►

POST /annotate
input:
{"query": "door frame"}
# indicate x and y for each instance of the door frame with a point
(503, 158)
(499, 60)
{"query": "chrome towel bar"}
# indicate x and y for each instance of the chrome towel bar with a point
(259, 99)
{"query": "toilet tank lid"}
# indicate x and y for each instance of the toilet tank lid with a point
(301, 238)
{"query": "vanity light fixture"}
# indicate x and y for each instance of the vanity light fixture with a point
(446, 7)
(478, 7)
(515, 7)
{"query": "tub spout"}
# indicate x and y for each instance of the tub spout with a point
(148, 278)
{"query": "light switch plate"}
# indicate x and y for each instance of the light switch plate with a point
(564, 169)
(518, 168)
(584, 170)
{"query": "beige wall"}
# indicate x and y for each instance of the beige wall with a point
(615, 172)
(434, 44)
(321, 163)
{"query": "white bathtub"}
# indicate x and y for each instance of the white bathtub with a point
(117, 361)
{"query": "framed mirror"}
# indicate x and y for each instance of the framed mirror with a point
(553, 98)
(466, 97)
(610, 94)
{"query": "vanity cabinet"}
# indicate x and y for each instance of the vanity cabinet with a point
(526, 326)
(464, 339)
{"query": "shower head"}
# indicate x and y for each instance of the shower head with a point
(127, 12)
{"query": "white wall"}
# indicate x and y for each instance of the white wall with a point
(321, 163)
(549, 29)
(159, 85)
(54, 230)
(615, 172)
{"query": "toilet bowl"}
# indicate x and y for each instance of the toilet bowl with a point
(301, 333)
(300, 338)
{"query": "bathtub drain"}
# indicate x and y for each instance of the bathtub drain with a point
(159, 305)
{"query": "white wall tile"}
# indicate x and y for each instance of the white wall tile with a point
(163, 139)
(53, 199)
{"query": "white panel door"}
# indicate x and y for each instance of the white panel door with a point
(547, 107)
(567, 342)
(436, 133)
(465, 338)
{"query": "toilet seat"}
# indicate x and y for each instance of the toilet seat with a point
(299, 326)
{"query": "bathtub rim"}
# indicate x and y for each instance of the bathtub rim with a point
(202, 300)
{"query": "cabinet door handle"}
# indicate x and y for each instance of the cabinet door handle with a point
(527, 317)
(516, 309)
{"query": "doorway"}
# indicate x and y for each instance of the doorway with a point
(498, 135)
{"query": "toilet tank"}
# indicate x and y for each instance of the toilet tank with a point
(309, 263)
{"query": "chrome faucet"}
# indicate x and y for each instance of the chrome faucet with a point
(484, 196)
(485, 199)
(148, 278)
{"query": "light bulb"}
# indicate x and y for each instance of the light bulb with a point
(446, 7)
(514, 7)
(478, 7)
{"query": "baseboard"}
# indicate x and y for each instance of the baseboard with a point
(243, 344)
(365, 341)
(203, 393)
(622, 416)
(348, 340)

◄

* WHAT IS BEING ASKED *
Gather every line of the items above that contains the string "toilet", treating uppercase and lowercase as distinct.

* ANSWER *
{"query": "toilet tank lid"}
# indicate x and y for each instance of the toilet tank lid with a point
{"query": "toilet bowl"}
# indicate x and y for each instance of the toilet bowl with a point
{"query": "toilet seat"}
# indicate x and y for each instance of the toilet seat with a point
{"query": "toilet tank"}
# indicate x and y for each instance of the toilet tank with a point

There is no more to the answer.